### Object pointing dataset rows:

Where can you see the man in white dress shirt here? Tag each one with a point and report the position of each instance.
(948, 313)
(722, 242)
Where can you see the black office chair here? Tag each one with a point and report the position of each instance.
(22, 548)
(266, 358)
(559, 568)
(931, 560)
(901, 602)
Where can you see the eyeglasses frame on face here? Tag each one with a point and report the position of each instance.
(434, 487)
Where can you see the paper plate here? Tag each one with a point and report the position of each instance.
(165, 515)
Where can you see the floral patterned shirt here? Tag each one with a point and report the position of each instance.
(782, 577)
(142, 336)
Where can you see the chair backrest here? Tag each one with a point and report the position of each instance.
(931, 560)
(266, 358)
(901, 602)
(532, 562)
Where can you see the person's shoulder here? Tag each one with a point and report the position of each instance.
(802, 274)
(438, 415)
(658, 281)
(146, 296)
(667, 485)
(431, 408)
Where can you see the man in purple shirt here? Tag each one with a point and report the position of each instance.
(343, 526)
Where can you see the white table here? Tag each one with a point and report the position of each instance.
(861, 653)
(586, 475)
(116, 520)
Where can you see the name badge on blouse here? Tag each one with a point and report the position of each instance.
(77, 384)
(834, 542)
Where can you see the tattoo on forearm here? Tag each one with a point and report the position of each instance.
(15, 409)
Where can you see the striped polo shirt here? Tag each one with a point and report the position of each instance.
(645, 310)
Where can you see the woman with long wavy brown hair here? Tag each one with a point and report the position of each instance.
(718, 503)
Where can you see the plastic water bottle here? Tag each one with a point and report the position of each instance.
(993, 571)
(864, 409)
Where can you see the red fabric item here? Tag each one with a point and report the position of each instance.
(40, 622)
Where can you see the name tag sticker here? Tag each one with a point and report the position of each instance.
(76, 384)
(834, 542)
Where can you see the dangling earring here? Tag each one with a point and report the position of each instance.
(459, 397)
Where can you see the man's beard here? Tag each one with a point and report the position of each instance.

### Exercise task:
Copy out every line from the one containing "Where can you see the tattoo" to the end of the material, both ends included.

### Solution for this exercise:
Where can you see the tattoo on forearm here? Tag each one with a point and report the position of each instance.
(15, 409)
Where can you see the striped polo shirt here? Tag each one with a point and report the position of each instance.
(645, 310)
Where can you see the woman with long wavy brown hair here? Tag each one with a point and report the position of each instance.
(718, 503)
Where can you see the plastic water bottle here? Tag each one with a point and report the position of each instance.
(993, 571)
(864, 409)
Where can you see the red fabric item here? Tag each one with a point and report the position of each instance.
(40, 622)
Where can you see the name tag sticker here? Tag each one with a point and report the position of each instance.
(76, 384)
(834, 542)
Where can you see the dangling earring here? Tag each one with a point and report the position of each instance.
(459, 397)
Where can you see the man's beard here? Tag each one with a point and report the position of each instance.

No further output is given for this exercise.